Format the rows below as a numbered list, starting at the line that contains "Pinpoint every utility" and stopping after the line that contains "[135,52,312,314]". Include both of those lines, list only this stretch, and leave out any blank lines.

START Listed entries

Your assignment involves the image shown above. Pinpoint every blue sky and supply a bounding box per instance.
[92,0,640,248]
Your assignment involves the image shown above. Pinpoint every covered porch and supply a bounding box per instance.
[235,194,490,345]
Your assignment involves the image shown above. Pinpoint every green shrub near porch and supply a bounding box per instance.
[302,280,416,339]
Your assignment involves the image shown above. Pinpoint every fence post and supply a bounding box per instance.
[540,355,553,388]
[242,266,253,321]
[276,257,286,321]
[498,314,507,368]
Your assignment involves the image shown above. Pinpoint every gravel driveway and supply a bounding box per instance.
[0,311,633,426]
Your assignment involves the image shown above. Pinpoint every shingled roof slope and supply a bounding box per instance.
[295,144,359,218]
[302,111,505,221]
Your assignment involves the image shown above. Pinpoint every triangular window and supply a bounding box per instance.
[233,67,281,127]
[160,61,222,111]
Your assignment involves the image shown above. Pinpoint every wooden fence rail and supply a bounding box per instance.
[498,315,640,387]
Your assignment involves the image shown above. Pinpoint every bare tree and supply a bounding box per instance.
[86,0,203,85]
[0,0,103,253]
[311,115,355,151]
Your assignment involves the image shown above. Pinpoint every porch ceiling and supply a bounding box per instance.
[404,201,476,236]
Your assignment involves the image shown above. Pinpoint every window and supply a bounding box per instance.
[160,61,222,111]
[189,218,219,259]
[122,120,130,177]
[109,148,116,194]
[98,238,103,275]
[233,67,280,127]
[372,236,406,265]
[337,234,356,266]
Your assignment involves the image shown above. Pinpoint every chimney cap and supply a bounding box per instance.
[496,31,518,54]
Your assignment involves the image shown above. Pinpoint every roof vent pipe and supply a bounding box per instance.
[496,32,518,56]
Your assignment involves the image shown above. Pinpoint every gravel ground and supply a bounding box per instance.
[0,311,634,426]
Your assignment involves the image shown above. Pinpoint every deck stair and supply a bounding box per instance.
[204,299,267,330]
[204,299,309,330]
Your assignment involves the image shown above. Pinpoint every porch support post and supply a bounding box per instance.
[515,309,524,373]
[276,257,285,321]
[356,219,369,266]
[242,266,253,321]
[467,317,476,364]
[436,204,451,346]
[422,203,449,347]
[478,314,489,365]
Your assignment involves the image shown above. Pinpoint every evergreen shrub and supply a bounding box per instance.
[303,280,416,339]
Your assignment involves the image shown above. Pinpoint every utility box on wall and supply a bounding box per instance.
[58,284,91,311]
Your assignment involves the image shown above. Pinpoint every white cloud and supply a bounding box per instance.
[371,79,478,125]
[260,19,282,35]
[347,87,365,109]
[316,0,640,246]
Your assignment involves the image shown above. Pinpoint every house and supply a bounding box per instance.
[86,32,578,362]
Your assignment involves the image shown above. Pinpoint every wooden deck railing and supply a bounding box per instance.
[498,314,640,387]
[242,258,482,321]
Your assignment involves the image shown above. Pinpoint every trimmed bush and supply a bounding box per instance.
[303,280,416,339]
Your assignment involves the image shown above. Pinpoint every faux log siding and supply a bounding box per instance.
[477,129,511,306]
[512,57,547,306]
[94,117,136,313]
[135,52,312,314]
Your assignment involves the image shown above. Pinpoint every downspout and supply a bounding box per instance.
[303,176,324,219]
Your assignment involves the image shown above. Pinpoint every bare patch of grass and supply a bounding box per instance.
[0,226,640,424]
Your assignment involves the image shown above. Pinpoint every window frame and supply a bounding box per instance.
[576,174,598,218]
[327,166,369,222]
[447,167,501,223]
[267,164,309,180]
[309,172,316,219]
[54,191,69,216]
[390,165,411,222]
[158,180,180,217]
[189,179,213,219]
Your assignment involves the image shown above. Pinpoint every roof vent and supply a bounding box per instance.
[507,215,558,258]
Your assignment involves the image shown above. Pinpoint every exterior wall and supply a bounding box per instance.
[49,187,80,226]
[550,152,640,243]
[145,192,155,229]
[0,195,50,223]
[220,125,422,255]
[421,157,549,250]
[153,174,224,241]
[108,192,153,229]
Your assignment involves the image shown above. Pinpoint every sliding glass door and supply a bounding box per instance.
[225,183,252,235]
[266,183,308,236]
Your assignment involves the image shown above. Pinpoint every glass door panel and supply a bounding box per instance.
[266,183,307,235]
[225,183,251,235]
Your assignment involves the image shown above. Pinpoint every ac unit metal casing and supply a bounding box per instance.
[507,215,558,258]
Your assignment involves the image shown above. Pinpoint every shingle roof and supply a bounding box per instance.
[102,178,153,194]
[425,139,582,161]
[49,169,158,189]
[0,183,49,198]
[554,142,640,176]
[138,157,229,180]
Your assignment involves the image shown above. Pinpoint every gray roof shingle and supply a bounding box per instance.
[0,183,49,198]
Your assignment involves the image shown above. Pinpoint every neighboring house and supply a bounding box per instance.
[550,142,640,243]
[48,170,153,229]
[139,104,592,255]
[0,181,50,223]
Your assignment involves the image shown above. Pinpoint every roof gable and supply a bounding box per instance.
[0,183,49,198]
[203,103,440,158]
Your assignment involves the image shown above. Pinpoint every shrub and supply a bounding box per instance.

END Listed entries

Answer in full —
1. Your assignment involves the image shown above. Pinpoint every utility box on wall and supply a bounding box per instance.
2. [58,284,91,311]
3. Your assignment involves the image shown above. Pinpoint every white cloud and supply a bounding box per instance.
4. [371,79,478,125]
5. [260,19,282,35]
6. [347,87,365,109]
7. [316,0,640,246]
8. Your assignment involves the image shown above. Pinpoint every house and supply a bounding box per instance.
9. [86,32,578,362]
10. Your assignment involves the image shown above. Pinpoint every wooden deck railing and supply a bounding box per instance.
11. [498,314,640,387]
12. [242,258,482,321]
13. Your assignment involves the image shown above. Pinpoint every trimmed bush and supply a bounding box per instance.
14. [303,280,416,339]
15. Your assignment involves the image shown above. Pinpoint every faux log siding and supply a bounding box per instance.
16. [477,129,511,306]
17. [512,57,547,306]
18. [94,117,136,313]
19. [135,52,312,314]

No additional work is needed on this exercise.